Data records
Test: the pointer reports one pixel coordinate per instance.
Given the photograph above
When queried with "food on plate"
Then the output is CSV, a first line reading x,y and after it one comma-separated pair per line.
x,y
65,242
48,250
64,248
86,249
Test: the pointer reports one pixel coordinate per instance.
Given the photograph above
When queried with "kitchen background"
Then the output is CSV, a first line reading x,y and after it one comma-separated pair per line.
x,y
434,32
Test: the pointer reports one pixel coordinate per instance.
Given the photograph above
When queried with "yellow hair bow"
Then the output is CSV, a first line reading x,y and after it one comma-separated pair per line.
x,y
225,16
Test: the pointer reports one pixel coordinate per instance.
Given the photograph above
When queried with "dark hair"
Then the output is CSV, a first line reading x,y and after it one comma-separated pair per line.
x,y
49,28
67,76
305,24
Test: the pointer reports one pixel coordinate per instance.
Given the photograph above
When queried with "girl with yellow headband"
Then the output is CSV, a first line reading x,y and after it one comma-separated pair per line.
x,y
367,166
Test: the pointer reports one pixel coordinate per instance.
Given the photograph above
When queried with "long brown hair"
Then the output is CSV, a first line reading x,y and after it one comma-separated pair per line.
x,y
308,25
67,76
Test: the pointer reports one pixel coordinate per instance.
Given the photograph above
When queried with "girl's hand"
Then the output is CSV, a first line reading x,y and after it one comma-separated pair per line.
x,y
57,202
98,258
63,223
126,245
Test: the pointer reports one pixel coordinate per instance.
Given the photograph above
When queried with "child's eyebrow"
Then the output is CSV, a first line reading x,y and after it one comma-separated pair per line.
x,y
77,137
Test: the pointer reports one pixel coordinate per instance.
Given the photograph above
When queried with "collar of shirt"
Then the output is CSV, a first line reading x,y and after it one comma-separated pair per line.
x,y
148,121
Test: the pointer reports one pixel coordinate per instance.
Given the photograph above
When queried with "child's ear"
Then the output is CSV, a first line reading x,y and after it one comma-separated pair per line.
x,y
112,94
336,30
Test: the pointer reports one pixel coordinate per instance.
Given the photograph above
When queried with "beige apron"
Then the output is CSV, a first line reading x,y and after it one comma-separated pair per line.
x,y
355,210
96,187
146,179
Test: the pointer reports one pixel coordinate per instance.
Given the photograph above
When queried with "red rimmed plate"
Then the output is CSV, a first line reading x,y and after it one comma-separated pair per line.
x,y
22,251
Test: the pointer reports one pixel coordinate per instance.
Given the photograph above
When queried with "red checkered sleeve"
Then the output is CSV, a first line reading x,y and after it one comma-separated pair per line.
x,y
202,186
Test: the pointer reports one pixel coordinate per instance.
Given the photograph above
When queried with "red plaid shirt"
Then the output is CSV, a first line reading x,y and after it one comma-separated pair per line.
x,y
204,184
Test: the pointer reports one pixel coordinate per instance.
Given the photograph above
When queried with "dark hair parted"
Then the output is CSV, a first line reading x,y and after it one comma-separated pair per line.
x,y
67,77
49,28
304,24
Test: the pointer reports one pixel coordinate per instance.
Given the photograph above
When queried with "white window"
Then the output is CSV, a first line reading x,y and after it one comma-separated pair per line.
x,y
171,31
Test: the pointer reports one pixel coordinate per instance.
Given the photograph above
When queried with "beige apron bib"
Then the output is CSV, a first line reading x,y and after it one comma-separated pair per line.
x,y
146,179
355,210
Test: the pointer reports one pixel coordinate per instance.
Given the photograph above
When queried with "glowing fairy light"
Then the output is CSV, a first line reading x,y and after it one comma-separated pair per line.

**Problem:** Only a number is expected here: how many lines of the records above contain "plate".

**Exercise solution:** 2